═══ Document section

The Commonwealth, led by its envoy, the former president of Malawi, Lazarus Chakwera, was able to secure an appointment to see Lissu this week. It has taken the Commonwealth months to act despite its constitutional commitment to safeguard democracy and ensure shared values.
At the meeting, Lissu unapologetically articulated his terms to normalise politics in Tanzania.
First, given that the treason case facing him arises from his stance of “No Reforms, No Election”, all cases against him and against the party should be withdrawn. He is willing to engage in dialogue only as a free person, and together with his party.
Second, all incidents that occurred in October 2025 should be subjected to an independent investigation through an international body, such as the SADC.
Of the related need, third, for an enabling environment for genuine dialogue, as well as a firm commitment to implement its outcomes.
Fourth, there is in place a system of institutional accountability for the events of October 2025. He has emphasised the importance of revisiting the Nyalali Commission Report of 1991, on which Tanzania’s move from a single-party to a multiparty system was based.

══════

• What the task asks: Return the part of the Lissu text from "Second, all incidents" to "as the SADC.", copied word for word.

═══ Extracted entries

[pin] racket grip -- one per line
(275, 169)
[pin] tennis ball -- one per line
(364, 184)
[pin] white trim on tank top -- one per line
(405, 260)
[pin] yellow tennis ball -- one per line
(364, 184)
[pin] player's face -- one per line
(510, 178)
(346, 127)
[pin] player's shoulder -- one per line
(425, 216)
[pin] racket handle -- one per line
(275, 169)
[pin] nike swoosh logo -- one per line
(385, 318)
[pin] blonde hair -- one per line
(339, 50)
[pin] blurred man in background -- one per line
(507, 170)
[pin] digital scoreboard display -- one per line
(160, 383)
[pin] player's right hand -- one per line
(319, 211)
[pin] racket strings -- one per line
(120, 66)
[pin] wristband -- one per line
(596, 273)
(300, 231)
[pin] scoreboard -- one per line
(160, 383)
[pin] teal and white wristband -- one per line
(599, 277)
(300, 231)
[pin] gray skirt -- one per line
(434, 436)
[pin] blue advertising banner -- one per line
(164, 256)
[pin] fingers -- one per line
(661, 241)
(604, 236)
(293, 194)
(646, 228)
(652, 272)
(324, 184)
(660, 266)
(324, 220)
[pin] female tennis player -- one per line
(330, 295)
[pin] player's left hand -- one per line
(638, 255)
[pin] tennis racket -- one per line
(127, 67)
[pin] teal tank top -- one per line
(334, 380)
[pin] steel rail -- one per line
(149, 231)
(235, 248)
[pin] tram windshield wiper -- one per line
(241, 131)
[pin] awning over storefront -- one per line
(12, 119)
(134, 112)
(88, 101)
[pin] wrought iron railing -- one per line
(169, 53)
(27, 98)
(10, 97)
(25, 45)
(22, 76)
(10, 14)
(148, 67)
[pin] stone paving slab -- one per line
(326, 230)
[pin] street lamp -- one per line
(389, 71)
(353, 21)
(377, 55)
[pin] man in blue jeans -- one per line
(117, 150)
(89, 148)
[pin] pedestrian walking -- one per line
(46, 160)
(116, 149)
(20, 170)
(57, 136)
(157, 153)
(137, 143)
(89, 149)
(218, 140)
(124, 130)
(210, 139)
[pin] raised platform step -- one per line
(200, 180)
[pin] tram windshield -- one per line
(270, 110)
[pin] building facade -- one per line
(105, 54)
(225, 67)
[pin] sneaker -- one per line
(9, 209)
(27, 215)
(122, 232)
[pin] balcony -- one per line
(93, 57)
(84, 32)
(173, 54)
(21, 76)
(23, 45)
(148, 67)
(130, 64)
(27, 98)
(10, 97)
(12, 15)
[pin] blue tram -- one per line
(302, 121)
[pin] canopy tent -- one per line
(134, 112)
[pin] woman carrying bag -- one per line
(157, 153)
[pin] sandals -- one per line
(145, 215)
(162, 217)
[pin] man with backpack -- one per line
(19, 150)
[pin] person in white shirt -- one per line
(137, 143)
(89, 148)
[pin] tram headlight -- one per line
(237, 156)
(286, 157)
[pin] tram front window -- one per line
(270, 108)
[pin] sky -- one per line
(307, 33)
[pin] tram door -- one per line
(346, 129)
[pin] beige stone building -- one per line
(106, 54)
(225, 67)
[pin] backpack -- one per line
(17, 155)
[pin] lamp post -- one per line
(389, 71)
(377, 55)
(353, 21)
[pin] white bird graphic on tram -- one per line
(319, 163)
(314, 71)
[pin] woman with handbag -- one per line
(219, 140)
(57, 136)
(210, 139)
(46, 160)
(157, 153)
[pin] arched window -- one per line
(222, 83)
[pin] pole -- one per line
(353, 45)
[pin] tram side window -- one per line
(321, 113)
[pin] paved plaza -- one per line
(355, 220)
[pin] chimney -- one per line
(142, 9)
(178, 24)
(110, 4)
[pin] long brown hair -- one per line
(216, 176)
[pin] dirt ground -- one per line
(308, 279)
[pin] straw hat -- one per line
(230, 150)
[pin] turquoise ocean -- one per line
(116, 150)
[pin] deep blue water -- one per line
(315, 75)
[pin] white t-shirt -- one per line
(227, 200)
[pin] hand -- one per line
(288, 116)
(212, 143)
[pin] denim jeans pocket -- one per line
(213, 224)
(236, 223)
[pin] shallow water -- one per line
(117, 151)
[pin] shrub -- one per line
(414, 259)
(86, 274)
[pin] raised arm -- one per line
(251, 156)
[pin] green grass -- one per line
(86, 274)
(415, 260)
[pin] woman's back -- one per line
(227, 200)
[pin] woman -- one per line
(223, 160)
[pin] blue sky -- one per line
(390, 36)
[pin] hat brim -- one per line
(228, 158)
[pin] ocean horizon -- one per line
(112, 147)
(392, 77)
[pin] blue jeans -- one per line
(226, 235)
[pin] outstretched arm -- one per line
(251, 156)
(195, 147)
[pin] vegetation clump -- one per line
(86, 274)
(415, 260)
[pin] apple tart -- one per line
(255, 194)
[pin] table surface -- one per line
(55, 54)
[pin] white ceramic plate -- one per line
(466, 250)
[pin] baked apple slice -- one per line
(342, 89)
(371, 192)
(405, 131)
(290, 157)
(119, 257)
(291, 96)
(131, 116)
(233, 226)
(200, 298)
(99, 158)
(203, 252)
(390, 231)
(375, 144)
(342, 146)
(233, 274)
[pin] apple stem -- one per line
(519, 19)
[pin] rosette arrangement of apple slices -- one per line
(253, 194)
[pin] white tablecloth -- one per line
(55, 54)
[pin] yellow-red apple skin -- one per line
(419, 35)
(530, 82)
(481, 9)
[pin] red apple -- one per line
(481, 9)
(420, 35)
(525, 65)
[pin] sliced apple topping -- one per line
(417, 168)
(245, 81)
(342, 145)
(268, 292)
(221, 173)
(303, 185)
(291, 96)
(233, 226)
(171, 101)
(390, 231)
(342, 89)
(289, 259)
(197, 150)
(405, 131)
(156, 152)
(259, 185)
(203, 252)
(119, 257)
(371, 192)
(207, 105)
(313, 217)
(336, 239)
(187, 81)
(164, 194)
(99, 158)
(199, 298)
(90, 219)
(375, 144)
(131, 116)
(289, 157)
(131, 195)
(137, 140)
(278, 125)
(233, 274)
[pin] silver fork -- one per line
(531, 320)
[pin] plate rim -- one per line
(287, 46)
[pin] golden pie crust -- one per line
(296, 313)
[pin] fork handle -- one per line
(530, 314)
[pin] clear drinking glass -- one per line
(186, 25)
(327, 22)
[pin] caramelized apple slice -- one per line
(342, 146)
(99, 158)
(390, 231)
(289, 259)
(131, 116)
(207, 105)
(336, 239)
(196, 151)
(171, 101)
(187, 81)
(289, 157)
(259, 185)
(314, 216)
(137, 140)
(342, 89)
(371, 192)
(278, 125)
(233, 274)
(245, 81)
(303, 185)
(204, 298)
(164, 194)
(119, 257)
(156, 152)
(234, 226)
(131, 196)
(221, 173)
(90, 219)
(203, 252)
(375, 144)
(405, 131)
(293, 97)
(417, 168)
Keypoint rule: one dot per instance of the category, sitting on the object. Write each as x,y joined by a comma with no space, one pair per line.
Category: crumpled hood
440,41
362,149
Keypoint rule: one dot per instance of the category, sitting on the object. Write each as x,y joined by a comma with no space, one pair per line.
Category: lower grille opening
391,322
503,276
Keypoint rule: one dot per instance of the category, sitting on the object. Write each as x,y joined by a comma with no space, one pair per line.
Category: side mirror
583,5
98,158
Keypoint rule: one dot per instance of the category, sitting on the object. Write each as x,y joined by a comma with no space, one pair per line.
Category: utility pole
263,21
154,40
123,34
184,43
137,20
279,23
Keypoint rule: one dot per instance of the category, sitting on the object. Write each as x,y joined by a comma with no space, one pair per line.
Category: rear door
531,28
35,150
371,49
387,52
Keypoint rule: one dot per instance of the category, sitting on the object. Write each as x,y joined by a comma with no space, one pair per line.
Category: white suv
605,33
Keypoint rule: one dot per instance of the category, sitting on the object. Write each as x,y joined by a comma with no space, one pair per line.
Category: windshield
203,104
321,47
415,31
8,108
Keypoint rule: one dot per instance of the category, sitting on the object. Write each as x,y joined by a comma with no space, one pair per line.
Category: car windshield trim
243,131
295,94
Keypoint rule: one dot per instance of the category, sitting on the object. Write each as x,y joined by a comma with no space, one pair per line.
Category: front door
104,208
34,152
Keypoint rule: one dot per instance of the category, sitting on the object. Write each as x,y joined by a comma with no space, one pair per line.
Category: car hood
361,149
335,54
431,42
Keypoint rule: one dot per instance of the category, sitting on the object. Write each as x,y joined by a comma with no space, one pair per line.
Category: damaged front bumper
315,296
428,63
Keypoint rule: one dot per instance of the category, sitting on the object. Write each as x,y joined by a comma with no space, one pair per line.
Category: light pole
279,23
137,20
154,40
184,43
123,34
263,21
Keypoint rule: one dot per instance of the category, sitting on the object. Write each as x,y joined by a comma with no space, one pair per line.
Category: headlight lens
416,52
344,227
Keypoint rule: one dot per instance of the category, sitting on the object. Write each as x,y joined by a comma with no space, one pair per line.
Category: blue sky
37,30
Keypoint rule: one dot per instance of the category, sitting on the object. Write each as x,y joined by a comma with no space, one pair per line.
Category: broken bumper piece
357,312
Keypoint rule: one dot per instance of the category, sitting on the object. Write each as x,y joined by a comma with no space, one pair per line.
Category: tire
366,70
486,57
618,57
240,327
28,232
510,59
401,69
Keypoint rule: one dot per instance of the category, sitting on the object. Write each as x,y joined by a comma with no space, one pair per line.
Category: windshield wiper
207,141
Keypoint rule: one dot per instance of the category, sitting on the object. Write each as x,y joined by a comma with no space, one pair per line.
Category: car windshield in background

══════

• The output:
Second, all incidents that occurred in October 2025 should be subjected to an independent investigation through an international body, such as the SADC.